> Data supplied

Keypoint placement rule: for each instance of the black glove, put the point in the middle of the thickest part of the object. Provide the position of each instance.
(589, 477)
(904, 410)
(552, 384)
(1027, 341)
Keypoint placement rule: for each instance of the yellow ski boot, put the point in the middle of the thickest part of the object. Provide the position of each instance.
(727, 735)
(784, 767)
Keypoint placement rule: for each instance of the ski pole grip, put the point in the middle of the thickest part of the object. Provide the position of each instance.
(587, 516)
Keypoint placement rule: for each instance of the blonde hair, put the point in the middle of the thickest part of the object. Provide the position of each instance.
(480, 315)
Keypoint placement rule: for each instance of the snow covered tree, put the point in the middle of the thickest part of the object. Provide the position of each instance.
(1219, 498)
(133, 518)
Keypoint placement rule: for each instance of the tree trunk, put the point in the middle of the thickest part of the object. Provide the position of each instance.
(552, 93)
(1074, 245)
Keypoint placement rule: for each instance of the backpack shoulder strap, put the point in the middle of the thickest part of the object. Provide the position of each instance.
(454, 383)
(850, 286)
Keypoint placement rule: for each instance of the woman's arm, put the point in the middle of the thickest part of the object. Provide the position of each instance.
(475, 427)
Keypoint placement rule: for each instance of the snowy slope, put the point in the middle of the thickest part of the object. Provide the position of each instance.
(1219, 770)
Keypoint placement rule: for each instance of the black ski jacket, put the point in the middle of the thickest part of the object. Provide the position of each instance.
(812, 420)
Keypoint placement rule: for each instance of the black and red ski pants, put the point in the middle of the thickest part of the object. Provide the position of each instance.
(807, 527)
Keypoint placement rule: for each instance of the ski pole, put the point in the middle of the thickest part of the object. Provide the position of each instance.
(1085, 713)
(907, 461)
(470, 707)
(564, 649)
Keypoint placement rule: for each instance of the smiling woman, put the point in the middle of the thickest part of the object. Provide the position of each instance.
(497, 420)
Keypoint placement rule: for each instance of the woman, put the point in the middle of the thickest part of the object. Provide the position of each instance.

> Task to carry out
Write the records out again. Keep every line exactly as it is.

> Problem solution
Keypoint placement rule: for each instance of the black glove, put the point in the middle of the thickest part of the object. Provide the position of each instance.
(589, 477)
(904, 410)
(552, 384)
(1027, 341)
Keypoint placement rule: for each instance of the yellow ski boot, put the point in the middle of the thickest part of the object. Provide the position of each instance.
(727, 735)
(784, 767)
Keypoint placement rule: for each instance of the ski pole grip, put the point in the middle of the thickest part of the object. Provide the position of each instance.
(587, 516)
Keypoint placement rule: for each instance of the blonde hair, put the point in the middle of the thickest part of the object. Provide the position of each instance.
(480, 315)
Keypoint placement rule: for each instance of the snow covered tree, put the point in the middle of the thickest part of the object. Provide the position of each instance.
(1219, 498)
(133, 518)
Keypoint placement rule: for each instance of the tree trunk, put the point in the middle of the thickest part of the object. Provide the position of each instance.
(552, 93)
(1074, 245)
Keypoint placement rule: for each instance of the backpack shoulder strap, put the point in the middle of the thickest part of the object. Provide the position of each instance.
(454, 383)
(850, 286)
Keypoint placement rule: for each instance of the woman's arm, put the point in the middle of the thickest part of the object. Provide the position of each instance.
(475, 427)
Keypoint placement rule: for each instance of the snowy slope, put the point in the middle of the thickest part of the object. Provide the position of each instance.
(1219, 770)
Keypoint placement rule: for each instance of the black ski jacket, put the point in the middle of the thickest part of the object. Provide the position of each instance.
(812, 420)
Keypoint placement rule: for each instance of the black and red ski pants, put the point in the middle of the thickest part of the object. Provide the position of each instance.
(807, 527)
Keypoint placement rule: for each instance of the ski pole, put the point in the middle of the thickest part of the object. Provide the position of each instance.
(1085, 713)
(907, 461)
(470, 707)
(564, 649)
Keypoint placement rule: for each instance of the smiling woman, put the point in the middle of the thickest part of the object. Provide the position of each instance.
(497, 420)
Keypoint placement rule: for each instance of the woman, put the point in the middle of the thickest part of the object. Provide the position of each instance.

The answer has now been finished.